* **Aim of the task**:
Which two types of pre-trained word embedding models does the named entity recognition tutorial below say NLP Architect can load?

* **Document text**:
# NLP Architect - Named Entity Recognition tutorial

Let's start by importing all the important classes

In [None]:
import numpy as np
from keras.utils import to_categorical
from nlp_architect.data.sequential_tagging import SequentialTaggingDataset
from nlp_architect.models.ner_crf import NERCRF
from nlp_architect.utils.embedding import get_embedding_matrix, load_word_embeddings
from nlp_architect.utils.metrics import get_conll_scores

## Preparing the data

Load a dataset using the `NamedEntityDataset` dataset loader.
The files should be tagged in `BIO` format and each token should appear in a separate line with its tags separated by tabs. For example: `A B-ENTITY`.  Sentence should be separated by an empty line.

Change the train/test paths below to your 

In [None]:
train = 'train.txt'
test = 'test.txt'

sentence_length = 50
word_length = 12

dataset = SequentialTaggingDataset(train, test,
                                   max_sentence_length=sentence_length,
                                   max_word_length=word_length,
                                   tag_field_no=4)

Get the train and test sets - we have 2 inputs and 1 output (word and chars, and entity type for outout).

In [None]:
x_train, x_char_train, y_train = dataset.train
x_test, x_char_test, y_test = dataset.test

Convert output matrices into 1-hot encoding.
Prepare sequence length for train and test data (used by the CRF classification layer)

In [None]:
num_y_labels = len(dataset.y_labels) + 1
y_test = to_categorical(y_test, num_y_labels)
y_train = to_categorical(y_train, num_y_labels)
train_lengths = np.sum(np.not_equal(x_train, 0), axis=-1).reshape((-1, 1))
test_lengths = np.sum(np.not_equal(x_test, 0), axis=-1).reshape((-1, 1))

### External word embedding model

We can use pre-train word embedding models with this network. NLP Architect can load GloVe and Fasttext type of models (text files in <word> <vector weights> format).

For more information and download links visit official pages of [GloVe](https://nlp.stanford.edu/projects/glove/) and [Fasttext](https://fasttext.cc/docs/en/english-vectors.html).

_(The terms and conditions of the data set license apply. Intel does not grant any rights to the data files)_

In the example below we point `embedding_path` to a local GloVe model of size 100.

In [None]:
embedding_path = 'glove.6B.100d.txt'
embedding_size = 100
embedding_model, _ = load_word_embeddings(embedding_path)
embedding_mat = get_embedding_matrix(embedding_model, dataset.word_vocab)


## Creating the model
The NER model we're going to build is depicted below:

![image.png](attachment:image.png)

We have 2 input source (words and word characters), a bi-directional LSTM layer and a CRF layer for token classification.

There's a class in NLP Architect that implements the above model, called `NERCRF` from `nlp_architect.models.ner_crf`.
Build a new model using your chosen parameters, and load the external word embedding vectors into the embedding layer of the network.

In [None]:
ner_model = NERCRF()
ner_model.build(word_length,
                num_y_labels,
                dataset.word_vocab_size,
                dataset.char_vocab_size,
                word_embedding_dims=embedding_size)
ner_model.load_embedding_weights(embedding_mat)

## Training
set batch size and number of epochs and fit the data on the network.

In [None]:
batch_size = 10
num_epochs = 1

ner_model.fit(x=[x_train, x_char_train, train_lengths], y=y_train,
              batch_size=batch_size,
              epochs=num_epochs,
              validation=([x_test, x_char_test, test_lengths], y_test))

## Evaluation
Once the model has trained. Run CONLLEVAL to see how well it performs.

In [None]:
predictions = ner_model.predict(x=[x_test, x_char_test, test_lengths], batch_size=1)
eval = get_conll_scores(predictions, y_test, {v: k for k, v in dataset.y_labels.vocab.items()})

In [None]:
print(eval)

* **Data segment**:
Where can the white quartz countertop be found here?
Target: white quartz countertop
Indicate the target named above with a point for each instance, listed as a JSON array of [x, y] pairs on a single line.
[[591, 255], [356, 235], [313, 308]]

* **Reply to the task**:
GloVe and Fasttext.